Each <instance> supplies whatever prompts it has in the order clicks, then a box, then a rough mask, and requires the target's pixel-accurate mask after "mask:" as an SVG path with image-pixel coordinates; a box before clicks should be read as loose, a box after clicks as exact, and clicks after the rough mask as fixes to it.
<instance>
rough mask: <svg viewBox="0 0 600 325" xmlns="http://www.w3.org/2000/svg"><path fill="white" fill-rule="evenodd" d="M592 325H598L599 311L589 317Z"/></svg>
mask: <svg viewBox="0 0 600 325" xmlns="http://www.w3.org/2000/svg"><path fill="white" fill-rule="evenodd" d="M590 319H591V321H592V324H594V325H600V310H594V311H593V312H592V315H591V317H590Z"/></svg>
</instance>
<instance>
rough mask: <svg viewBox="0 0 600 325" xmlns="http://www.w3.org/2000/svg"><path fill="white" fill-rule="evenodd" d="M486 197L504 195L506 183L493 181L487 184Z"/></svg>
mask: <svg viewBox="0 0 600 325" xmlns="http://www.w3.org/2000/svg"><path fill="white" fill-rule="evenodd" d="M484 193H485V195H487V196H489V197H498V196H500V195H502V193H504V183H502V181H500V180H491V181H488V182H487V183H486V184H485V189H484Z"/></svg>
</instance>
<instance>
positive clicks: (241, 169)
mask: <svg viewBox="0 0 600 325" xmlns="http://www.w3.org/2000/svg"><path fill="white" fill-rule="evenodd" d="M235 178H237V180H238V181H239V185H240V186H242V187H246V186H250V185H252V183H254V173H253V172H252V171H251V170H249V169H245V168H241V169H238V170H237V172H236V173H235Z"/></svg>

*****

**PROBLEM TO WORK ON**
Please give the listing above once more, word for word.

**REPLY TO THE EXERCISE**
Each <instance> supplies whatever prompts it has in the order clicks, then a box, then a rough mask, and requires the target's pixel-accurate mask after "mask:" as an SVG path with image-pixel coordinates; a box before clicks should be read as loose, a box after clicks as exact, and clicks after the rough mask as fixes to it.
<instance>
rough mask: <svg viewBox="0 0 600 325" xmlns="http://www.w3.org/2000/svg"><path fill="white" fill-rule="evenodd" d="M592 325H598L599 311L589 317Z"/></svg>
mask: <svg viewBox="0 0 600 325" xmlns="http://www.w3.org/2000/svg"><path fill="white" fill-rule="evenodd" d="M590 319H591V321H592V324H594V325H600V310H594V311H593V312H592V315H591V317H590Z"/></svg>
</instance>
<instance>
rough mask: <svg viewBox="0 0 600 325" xmlns="http://www.w3.org/2000/svg"><path fill="white" fill-rule="evenodd" d="M486 197L504 195L506 183L493 181L487 184Z"/></svg>
mask: <svg viewBox="0 0 600 325" xmlns="http://www.w3.org/2000/svg"><path fill="white" fill-rule="evenodd" d="M484 193H485V195H487V196H489V197H498V196H500V195H502V193H504V183H502V181H500V180H491V181H488V182H487V183H486V184H485V189H484Z"/></svg>
</instance>
<instance>
positive clicks: (241, 169)
mask: <svg viewBox="0 0 600 325" xmlns="http://www.w3.org/2000/svg"><path fill="white" fill-rule="evenodd" d="M235 178H237V180H238V181H239V185H240V186H242V187H246V186H250V185H252V183H254V173H253V172H252V171H251V170H249V169H245V168H241V169H238V170H237V172H236V173H235Z"/></svg>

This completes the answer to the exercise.